┌─ Recorded data

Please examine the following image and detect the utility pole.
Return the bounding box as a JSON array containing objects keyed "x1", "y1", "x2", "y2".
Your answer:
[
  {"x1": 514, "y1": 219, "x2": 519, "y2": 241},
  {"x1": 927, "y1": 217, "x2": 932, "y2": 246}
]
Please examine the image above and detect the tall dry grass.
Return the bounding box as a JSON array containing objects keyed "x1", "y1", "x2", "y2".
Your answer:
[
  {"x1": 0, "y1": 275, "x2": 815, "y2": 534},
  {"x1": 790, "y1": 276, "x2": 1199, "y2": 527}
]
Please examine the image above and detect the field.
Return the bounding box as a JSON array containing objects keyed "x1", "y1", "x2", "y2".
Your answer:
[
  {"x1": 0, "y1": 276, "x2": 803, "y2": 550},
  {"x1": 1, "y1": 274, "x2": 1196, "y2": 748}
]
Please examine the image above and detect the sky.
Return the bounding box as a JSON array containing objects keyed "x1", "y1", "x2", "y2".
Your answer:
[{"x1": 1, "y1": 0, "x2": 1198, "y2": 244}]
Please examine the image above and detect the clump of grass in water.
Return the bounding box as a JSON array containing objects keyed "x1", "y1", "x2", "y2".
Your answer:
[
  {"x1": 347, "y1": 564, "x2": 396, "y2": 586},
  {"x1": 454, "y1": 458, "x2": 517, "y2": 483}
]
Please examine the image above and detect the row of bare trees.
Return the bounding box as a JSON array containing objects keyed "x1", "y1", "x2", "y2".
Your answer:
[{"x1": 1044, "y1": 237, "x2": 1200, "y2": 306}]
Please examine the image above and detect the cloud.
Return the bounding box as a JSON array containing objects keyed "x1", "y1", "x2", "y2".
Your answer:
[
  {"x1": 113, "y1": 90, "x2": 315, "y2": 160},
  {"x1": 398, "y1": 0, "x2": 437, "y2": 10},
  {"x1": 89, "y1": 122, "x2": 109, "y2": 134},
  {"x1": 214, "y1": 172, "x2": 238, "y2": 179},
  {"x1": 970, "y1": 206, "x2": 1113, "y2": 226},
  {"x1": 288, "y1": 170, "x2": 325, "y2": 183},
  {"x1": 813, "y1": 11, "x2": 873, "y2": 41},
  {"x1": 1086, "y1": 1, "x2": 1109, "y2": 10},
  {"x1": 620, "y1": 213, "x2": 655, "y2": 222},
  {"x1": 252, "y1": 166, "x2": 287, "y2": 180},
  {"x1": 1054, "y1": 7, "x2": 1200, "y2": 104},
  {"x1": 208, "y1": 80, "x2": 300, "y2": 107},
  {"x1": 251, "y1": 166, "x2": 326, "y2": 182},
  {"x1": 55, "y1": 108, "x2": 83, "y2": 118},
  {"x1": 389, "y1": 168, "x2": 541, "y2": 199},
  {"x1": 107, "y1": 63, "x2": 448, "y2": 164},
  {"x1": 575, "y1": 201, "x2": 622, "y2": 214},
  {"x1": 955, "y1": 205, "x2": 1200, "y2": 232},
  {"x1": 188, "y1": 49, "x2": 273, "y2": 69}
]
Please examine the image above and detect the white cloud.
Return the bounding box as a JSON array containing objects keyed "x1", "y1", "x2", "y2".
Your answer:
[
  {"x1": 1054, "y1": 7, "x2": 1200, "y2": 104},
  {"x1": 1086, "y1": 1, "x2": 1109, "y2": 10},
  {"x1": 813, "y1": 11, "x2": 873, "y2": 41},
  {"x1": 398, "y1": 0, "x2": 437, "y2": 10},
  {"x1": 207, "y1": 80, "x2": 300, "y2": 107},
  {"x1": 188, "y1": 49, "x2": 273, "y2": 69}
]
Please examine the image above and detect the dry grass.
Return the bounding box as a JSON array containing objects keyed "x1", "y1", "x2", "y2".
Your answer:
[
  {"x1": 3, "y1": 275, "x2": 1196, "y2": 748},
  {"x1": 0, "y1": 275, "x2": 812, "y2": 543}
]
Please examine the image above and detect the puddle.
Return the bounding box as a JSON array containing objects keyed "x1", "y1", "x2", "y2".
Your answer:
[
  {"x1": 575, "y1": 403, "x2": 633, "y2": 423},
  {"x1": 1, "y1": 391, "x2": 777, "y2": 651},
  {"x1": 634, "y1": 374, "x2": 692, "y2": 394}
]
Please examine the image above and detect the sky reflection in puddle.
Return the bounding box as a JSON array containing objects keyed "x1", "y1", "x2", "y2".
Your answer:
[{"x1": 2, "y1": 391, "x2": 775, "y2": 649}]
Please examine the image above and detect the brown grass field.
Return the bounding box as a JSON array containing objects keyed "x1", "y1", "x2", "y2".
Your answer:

└─

- _Problem requirements_: What is the number of lines in the data that hold the string "image"? Answer with the number only.

- _Exercise solution_: 12